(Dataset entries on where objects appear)
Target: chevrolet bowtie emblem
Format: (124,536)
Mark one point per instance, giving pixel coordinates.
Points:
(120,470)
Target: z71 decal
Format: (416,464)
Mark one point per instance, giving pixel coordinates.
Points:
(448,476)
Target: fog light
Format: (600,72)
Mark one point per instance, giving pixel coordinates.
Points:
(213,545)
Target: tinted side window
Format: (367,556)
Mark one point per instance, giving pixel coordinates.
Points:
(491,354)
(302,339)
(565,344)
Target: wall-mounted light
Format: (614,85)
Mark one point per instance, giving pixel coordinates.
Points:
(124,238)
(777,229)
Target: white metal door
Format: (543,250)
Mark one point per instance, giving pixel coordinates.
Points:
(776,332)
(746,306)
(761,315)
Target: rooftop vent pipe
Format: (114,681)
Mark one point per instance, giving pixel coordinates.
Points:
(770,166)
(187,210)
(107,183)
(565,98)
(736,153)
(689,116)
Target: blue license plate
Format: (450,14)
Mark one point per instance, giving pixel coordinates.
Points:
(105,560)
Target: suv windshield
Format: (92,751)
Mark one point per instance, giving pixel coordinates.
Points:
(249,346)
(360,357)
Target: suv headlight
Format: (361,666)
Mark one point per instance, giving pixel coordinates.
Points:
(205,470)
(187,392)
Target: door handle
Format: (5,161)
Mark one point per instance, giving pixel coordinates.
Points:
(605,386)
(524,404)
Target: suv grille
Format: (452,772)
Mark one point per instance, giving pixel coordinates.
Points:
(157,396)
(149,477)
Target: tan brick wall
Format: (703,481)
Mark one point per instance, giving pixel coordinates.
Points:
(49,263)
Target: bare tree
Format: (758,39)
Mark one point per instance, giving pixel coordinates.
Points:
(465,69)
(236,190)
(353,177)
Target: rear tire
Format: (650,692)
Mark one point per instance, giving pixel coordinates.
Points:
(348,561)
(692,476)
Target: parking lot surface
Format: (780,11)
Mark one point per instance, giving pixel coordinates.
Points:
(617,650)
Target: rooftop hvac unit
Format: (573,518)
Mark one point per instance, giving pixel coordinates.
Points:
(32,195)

[Exercise]: Retype the stretch of the entries from the line containing "Target: suv grille" through the end of the entries, unchanged.

[Solution to the exercise]:
Target: suv grille
Format: (452,772)
Mark one point per instance, giving pixel coordinates.
Points:
(157,396)
(149,477)
Target: tan brick wall
Format: (703,481)
Mark one point per instance, giving pixel coordinates.
Points:
(49,263)
Target: bare tree
Format: (758,39)
Mark one point per instance, giving pixel coordinates.
Points:
(465,69)
(236,190)
(353,177)
Target: rear tire
Format: (650,692)
Mark one point per instance, giving pixel coordinates.
Points:
(348,561)
(692,476)
Target: parking lot surface
Format: (780,11)
Mark one point per instance, giving pixel coordinates.
Points:
(617,650)
Target: rooftop hvac unit
Format: (573,518)
Mark one point per instance, giving pixel coordinates.
Points:
(32,195)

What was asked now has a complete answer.